◆ **EXERCISE OBJECTIVE**
Gather all lines in the entries below that include the word "tall".

◆ **TASK MATERIAL**

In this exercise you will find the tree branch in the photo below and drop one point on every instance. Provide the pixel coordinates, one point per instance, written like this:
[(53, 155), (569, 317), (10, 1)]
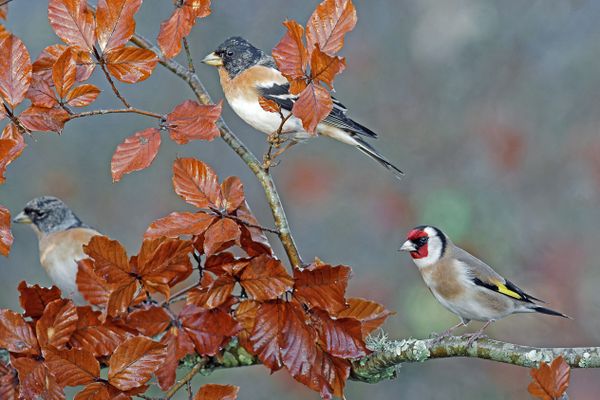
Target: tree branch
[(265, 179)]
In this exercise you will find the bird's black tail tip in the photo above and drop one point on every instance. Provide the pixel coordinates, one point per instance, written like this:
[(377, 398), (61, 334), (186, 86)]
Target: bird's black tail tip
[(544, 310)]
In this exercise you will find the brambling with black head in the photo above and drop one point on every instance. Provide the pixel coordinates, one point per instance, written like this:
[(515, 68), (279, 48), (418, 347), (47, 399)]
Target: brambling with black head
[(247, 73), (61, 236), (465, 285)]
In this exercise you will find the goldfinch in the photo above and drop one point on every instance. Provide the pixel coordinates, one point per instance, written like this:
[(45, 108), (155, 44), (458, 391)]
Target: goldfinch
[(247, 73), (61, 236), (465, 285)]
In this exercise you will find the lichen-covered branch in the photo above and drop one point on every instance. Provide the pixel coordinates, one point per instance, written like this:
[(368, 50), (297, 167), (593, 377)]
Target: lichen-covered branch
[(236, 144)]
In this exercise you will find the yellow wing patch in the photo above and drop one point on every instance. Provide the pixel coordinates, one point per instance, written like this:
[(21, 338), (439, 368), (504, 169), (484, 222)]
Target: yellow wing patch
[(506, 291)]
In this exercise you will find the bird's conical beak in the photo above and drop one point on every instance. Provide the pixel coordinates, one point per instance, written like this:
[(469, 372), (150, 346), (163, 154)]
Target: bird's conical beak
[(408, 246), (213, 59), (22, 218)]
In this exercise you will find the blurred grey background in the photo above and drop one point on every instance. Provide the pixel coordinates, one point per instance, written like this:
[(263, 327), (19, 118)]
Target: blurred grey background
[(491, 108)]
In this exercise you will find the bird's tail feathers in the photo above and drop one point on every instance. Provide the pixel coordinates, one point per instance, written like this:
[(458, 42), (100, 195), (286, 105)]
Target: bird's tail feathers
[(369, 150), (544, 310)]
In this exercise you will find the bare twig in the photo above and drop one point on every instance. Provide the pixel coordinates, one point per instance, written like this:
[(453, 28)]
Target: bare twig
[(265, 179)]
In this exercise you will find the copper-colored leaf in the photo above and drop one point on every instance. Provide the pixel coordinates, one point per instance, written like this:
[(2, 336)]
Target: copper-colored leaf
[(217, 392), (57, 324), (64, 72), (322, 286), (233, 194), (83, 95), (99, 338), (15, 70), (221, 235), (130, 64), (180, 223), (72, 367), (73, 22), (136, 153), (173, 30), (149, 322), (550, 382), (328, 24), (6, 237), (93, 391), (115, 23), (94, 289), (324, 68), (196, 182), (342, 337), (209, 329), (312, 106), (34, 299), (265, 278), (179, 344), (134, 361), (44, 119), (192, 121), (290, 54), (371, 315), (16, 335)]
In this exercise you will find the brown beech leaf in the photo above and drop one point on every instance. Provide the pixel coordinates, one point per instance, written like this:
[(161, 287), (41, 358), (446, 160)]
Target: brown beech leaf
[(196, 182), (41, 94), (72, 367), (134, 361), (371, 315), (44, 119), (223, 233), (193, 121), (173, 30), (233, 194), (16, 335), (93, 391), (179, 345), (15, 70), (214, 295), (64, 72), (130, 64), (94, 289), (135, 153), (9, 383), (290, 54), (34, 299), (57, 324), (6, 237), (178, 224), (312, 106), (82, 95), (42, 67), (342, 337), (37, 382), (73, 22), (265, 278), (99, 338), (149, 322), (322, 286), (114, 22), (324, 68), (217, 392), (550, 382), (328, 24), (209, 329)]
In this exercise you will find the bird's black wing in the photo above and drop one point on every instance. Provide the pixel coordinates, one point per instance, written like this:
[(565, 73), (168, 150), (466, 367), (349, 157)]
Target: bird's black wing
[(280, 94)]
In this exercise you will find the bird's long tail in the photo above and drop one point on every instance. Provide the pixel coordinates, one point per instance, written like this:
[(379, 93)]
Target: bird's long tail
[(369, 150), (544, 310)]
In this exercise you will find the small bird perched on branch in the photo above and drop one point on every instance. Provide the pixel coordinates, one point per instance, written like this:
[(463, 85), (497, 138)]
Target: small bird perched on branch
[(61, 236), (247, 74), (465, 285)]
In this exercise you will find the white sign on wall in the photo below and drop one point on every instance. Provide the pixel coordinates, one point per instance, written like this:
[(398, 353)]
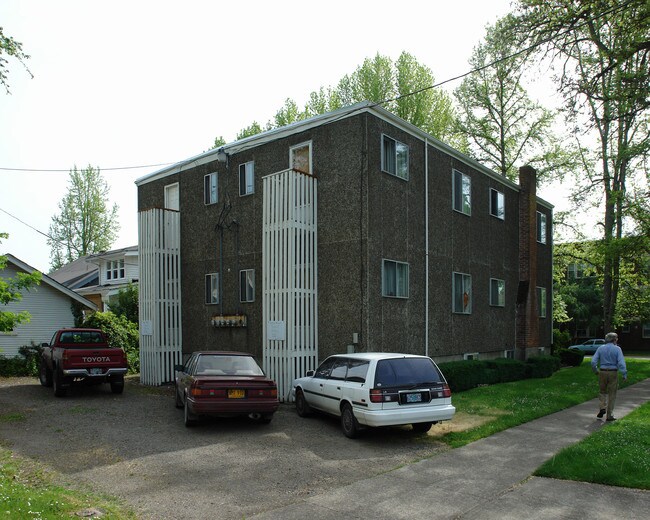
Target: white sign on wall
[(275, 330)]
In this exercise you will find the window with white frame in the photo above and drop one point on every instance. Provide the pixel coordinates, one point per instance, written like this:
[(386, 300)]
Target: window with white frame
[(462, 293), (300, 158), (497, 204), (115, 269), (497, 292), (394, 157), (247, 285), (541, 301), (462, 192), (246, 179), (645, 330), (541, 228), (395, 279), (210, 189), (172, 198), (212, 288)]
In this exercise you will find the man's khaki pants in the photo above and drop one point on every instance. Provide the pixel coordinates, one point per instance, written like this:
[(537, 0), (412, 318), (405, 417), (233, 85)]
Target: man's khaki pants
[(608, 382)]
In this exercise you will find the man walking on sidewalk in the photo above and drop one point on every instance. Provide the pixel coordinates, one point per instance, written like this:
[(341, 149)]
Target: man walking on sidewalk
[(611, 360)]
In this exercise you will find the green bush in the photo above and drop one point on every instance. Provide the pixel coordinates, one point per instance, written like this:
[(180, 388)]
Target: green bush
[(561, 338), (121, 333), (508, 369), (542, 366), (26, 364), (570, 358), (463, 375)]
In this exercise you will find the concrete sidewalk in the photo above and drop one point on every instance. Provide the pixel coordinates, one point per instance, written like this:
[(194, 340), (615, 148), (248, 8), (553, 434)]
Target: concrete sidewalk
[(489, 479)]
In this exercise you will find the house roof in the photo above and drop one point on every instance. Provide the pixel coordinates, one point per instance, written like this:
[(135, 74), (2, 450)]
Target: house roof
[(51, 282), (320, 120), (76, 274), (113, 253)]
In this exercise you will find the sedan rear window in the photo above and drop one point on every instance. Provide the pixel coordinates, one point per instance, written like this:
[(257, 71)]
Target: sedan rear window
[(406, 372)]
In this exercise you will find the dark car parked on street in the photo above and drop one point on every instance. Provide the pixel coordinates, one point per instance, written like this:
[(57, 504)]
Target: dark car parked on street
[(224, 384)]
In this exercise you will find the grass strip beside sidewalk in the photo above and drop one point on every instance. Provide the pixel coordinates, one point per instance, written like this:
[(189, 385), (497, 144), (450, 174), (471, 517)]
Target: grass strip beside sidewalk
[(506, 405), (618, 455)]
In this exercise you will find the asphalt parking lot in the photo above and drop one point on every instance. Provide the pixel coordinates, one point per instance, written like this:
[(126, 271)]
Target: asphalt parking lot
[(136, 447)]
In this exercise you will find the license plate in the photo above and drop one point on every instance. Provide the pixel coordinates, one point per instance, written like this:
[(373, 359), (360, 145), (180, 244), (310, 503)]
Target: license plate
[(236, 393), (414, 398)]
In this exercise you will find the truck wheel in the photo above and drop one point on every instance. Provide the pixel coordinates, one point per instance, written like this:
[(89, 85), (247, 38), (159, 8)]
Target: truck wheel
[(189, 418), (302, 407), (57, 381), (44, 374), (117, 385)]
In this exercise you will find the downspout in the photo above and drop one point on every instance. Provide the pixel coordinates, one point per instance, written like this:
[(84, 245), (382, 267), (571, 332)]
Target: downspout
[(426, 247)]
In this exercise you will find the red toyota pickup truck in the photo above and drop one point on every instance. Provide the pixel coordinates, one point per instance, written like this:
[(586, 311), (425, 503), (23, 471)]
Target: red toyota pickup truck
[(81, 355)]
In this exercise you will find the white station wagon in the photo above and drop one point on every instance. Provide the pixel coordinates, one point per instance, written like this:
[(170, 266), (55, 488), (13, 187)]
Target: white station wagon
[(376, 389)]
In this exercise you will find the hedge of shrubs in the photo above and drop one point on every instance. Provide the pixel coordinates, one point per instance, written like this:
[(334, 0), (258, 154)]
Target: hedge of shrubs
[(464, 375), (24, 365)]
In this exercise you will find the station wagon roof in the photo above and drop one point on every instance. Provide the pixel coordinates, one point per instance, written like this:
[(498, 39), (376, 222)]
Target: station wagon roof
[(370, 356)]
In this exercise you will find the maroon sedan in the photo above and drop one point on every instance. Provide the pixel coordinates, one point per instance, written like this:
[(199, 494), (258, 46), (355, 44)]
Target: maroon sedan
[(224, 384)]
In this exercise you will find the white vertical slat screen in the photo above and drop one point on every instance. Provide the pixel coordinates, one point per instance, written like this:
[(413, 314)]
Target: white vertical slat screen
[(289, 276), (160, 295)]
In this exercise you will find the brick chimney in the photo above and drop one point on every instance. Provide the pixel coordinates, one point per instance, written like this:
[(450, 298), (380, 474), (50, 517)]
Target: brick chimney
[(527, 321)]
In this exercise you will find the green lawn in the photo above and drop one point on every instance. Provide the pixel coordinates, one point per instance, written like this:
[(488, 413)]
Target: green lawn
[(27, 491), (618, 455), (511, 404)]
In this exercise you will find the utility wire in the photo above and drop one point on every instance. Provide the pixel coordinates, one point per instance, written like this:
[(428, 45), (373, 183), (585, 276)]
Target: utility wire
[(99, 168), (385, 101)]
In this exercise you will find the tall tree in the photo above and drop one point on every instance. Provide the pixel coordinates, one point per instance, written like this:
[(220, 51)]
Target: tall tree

◆ **SOLUTION FOR THIS EXERCISE**
In this exercise you will find the tall tree in the photo above and drop one point on every instance. Provide the pixel coordinates, one point per instance, written like this:
Target: tall tree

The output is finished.